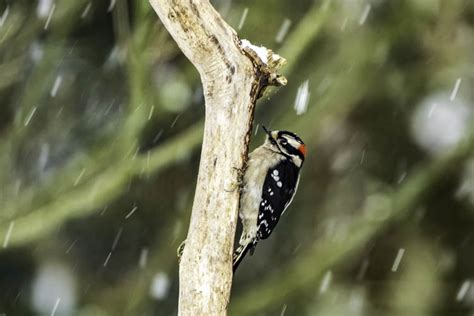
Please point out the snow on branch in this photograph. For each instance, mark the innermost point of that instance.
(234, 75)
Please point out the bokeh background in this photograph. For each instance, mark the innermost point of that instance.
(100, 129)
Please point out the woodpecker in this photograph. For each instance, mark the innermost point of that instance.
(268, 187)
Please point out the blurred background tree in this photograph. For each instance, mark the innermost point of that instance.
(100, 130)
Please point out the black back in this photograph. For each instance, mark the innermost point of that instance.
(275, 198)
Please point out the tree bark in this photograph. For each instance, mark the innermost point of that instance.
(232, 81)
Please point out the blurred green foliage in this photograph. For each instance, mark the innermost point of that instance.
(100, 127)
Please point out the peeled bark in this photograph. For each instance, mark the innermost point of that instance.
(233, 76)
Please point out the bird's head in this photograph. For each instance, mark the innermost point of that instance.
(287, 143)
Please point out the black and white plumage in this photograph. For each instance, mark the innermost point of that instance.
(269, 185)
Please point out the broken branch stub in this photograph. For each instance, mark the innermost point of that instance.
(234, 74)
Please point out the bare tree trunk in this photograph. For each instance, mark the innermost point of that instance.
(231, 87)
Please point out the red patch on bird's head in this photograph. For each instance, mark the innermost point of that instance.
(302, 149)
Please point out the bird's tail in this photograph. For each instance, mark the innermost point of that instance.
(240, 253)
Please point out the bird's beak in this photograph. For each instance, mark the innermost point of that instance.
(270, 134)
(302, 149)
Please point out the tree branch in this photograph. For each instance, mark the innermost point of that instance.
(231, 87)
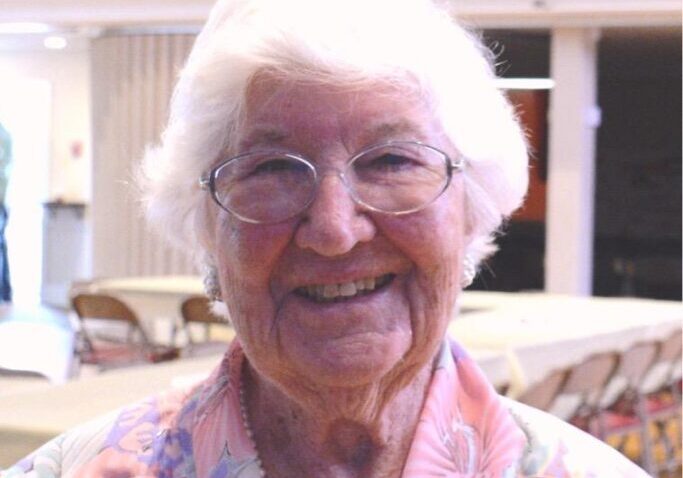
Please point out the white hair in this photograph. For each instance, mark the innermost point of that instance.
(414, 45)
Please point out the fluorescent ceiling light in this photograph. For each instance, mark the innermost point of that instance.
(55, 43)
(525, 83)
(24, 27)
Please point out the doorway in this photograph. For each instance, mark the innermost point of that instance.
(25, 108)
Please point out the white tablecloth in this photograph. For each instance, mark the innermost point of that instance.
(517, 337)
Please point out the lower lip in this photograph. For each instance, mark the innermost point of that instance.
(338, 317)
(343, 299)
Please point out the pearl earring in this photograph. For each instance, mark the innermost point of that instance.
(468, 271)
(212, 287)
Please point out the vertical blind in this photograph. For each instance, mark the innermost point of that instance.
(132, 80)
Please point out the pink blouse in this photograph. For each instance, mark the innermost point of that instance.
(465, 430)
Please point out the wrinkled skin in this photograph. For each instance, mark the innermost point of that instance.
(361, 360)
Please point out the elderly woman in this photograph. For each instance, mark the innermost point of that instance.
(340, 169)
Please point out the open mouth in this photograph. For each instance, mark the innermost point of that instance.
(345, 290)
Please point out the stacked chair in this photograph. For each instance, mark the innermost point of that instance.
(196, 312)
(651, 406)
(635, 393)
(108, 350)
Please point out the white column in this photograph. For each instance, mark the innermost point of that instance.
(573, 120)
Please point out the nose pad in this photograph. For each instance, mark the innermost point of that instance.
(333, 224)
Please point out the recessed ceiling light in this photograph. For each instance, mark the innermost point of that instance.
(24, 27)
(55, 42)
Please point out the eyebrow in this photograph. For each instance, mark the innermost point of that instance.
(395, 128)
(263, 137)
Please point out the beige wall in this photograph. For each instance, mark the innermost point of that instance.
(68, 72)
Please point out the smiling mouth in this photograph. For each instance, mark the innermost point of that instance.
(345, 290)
***
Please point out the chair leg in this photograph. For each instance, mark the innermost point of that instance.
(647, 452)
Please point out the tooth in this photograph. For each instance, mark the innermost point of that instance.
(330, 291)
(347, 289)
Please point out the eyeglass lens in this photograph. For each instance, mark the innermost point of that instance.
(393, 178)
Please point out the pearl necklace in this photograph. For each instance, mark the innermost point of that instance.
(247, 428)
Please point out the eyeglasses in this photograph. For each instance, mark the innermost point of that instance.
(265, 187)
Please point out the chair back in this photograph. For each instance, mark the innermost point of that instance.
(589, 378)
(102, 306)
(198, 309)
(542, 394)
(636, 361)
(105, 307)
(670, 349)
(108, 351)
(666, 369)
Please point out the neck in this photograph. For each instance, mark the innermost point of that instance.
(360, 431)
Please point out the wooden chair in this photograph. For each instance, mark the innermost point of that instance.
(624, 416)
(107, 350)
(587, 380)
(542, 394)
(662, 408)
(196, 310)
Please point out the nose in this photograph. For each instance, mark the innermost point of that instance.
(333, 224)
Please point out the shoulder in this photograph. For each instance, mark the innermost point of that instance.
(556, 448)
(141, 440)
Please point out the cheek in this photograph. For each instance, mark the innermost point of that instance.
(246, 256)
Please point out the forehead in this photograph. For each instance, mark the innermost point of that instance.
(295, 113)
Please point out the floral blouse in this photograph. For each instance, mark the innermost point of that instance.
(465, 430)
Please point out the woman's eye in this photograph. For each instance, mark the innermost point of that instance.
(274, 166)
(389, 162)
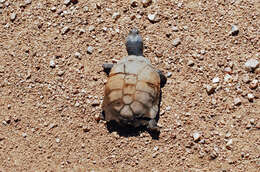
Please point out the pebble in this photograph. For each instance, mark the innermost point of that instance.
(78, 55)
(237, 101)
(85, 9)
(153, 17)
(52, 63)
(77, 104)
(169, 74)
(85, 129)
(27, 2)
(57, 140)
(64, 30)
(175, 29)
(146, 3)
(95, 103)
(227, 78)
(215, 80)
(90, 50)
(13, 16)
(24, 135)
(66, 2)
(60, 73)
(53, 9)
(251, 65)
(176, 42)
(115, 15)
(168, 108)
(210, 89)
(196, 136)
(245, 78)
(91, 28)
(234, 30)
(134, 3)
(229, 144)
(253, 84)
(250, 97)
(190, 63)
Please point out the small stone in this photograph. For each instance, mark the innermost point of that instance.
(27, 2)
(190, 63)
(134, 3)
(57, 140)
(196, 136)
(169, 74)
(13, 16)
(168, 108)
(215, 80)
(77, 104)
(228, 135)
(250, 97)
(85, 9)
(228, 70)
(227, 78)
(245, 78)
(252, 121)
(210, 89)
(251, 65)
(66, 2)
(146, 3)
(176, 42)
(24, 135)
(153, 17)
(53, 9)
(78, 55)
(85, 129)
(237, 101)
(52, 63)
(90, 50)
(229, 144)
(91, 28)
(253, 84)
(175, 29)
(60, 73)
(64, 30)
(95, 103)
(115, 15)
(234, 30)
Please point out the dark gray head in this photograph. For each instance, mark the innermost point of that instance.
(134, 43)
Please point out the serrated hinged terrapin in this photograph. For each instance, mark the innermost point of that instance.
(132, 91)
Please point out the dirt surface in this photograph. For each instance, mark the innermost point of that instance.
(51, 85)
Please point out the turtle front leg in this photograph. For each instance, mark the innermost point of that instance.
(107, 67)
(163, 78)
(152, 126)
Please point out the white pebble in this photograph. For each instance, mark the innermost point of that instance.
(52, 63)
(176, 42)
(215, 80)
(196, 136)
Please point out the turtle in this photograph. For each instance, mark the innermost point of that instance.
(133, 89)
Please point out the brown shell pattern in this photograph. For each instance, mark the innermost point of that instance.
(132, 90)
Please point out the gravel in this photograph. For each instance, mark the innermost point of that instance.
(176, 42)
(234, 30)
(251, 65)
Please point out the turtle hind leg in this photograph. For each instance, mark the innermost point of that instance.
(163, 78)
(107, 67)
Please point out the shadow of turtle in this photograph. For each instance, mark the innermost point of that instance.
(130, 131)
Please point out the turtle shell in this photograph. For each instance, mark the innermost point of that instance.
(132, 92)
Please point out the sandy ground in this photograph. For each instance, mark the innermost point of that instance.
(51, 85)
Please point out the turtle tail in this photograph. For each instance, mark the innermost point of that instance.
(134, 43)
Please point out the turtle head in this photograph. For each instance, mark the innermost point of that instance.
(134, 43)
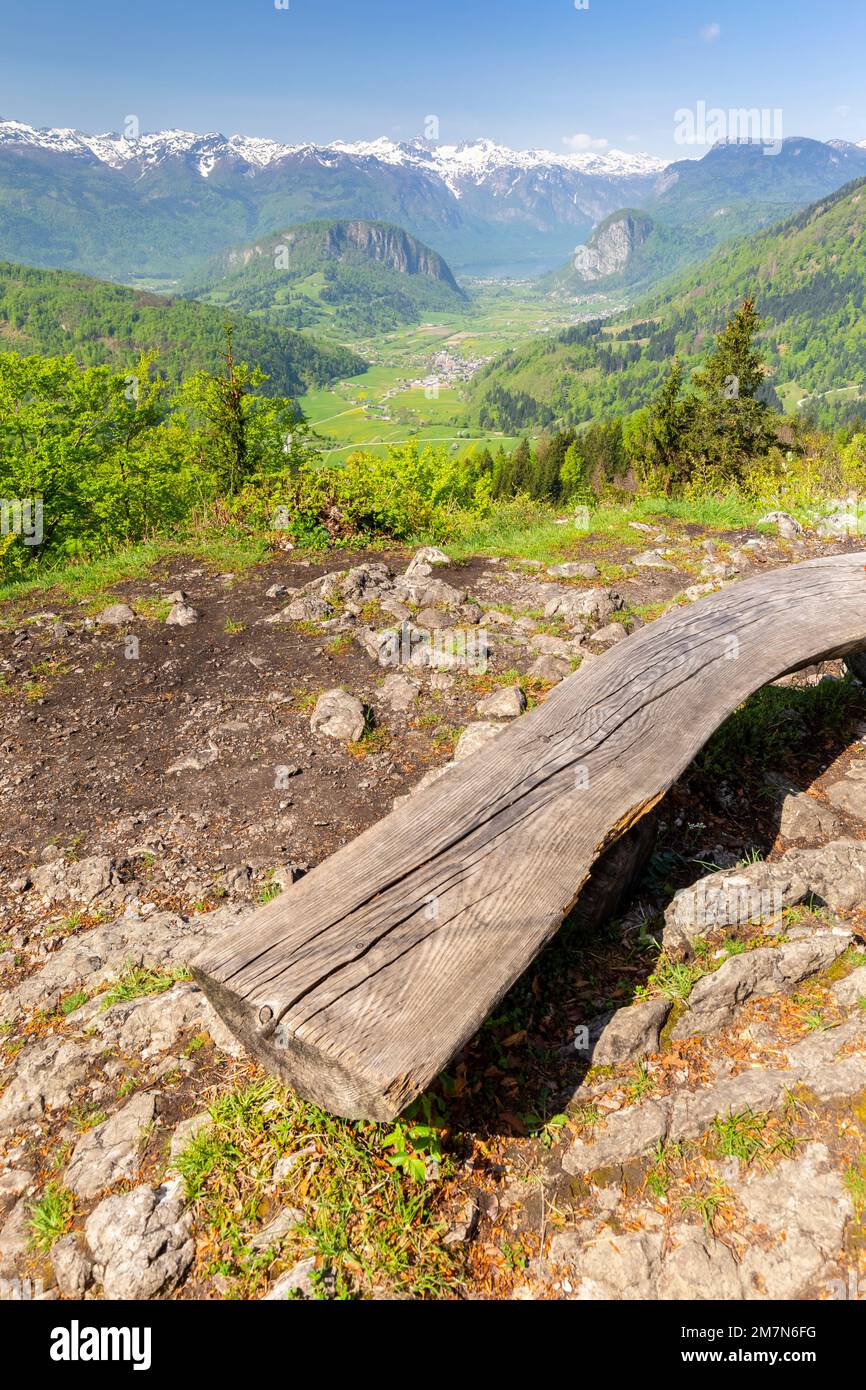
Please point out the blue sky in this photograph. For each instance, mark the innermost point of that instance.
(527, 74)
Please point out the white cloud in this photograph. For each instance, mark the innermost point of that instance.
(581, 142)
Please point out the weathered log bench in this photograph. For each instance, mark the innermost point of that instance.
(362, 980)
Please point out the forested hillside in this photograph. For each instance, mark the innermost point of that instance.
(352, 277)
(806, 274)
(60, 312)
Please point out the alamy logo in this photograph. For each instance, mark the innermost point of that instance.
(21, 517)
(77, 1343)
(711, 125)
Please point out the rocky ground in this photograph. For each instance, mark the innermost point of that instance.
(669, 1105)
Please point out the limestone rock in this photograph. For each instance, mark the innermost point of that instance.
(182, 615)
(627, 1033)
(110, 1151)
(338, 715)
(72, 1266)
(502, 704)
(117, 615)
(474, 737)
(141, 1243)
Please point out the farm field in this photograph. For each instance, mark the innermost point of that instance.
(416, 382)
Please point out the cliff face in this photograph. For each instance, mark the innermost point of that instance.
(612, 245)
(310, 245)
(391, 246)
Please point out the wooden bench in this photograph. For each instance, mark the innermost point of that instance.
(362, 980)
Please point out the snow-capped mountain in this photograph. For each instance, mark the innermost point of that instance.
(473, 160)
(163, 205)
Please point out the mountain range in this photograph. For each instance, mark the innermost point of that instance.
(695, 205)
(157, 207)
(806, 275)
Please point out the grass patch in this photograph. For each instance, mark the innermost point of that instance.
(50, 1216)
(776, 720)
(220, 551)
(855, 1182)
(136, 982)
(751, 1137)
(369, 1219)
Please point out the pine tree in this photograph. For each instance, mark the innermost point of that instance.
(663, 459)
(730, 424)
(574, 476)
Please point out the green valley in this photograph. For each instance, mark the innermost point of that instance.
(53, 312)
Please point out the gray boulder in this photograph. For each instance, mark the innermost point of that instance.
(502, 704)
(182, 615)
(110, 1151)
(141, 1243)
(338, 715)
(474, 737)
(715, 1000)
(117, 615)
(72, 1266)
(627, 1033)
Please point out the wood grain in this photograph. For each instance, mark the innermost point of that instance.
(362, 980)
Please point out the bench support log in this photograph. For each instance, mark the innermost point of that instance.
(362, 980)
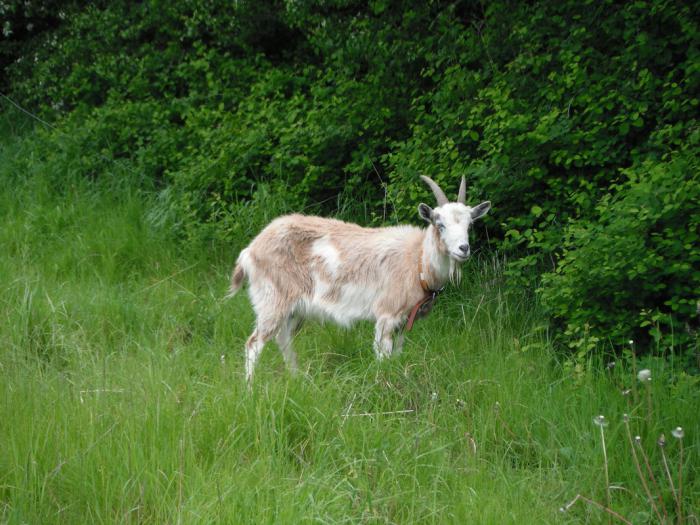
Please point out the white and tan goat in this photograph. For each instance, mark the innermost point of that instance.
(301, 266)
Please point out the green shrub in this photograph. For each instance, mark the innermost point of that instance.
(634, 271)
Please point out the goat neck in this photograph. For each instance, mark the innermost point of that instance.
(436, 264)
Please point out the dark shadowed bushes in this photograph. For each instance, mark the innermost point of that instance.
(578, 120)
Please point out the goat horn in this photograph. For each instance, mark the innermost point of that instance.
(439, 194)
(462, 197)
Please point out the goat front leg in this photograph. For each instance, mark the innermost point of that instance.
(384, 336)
***
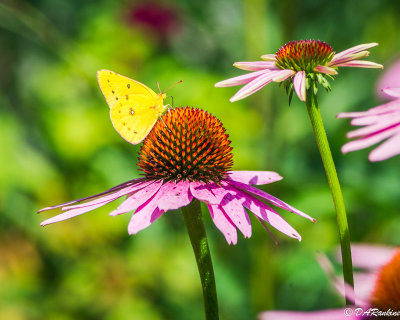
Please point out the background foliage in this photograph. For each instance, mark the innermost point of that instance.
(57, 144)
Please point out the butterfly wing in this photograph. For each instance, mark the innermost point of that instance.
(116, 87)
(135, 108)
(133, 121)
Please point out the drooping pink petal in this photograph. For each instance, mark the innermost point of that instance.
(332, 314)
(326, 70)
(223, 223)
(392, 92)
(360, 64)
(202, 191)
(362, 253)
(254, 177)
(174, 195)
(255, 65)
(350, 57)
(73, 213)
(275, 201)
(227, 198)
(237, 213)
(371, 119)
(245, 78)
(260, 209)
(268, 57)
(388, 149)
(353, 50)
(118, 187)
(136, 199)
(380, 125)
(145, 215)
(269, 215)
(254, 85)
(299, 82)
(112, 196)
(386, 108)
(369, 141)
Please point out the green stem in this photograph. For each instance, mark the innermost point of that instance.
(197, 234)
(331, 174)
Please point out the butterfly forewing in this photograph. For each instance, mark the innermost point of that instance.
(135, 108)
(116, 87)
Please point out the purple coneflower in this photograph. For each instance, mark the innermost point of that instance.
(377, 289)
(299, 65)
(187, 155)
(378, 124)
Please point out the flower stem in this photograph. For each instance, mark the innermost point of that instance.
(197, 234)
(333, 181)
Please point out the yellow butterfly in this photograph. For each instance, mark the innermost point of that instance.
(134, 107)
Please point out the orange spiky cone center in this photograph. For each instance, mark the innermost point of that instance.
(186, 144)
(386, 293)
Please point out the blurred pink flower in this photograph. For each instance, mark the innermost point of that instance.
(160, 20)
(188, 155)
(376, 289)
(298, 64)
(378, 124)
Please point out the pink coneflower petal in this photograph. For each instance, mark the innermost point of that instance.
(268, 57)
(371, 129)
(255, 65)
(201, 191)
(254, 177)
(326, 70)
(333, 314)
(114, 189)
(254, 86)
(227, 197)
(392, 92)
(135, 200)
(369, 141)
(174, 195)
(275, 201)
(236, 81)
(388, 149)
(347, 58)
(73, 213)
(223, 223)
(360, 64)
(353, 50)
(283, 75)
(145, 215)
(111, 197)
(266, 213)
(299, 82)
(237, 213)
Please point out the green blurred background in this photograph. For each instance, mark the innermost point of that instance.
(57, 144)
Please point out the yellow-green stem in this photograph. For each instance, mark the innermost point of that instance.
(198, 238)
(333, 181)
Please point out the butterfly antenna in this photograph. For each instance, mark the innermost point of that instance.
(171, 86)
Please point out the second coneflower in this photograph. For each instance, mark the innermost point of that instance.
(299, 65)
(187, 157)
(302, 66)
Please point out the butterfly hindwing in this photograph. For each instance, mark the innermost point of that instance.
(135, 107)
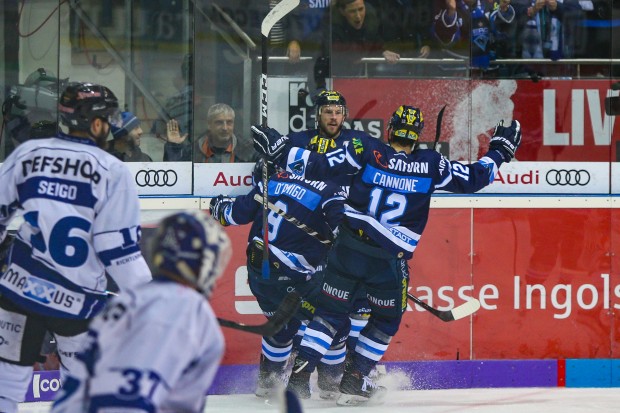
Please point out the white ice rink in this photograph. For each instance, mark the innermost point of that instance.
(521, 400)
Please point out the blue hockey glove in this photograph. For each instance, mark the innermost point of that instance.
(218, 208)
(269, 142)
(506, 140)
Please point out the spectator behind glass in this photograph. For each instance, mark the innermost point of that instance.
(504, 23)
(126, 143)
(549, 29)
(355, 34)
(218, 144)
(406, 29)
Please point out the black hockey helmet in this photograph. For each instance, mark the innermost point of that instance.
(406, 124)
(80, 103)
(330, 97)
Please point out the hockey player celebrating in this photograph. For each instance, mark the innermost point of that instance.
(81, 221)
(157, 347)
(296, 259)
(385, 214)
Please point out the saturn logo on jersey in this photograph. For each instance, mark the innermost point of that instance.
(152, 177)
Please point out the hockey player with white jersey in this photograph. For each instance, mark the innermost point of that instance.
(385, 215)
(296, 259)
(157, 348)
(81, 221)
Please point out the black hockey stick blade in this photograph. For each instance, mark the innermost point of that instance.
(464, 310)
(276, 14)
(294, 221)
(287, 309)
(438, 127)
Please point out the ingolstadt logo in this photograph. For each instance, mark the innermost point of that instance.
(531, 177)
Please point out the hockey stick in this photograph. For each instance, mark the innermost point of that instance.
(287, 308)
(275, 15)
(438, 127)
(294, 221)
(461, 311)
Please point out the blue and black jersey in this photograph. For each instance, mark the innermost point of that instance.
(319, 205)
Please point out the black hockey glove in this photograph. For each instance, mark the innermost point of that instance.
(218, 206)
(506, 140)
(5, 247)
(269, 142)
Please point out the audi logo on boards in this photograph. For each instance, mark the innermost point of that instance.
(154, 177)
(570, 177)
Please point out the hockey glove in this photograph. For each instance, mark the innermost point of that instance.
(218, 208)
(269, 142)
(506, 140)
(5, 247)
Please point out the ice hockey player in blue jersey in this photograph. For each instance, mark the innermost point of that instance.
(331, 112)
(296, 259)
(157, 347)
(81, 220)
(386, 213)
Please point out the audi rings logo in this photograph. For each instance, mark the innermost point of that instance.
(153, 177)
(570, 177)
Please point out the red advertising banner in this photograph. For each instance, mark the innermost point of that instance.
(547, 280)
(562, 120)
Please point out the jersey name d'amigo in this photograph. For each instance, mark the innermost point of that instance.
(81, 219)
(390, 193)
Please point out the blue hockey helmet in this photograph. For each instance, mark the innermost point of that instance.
***
▶ Work instructions
Tally the lines of the rows that contain the string "jersey", where case counts. Give only the number.

▶ Task response
5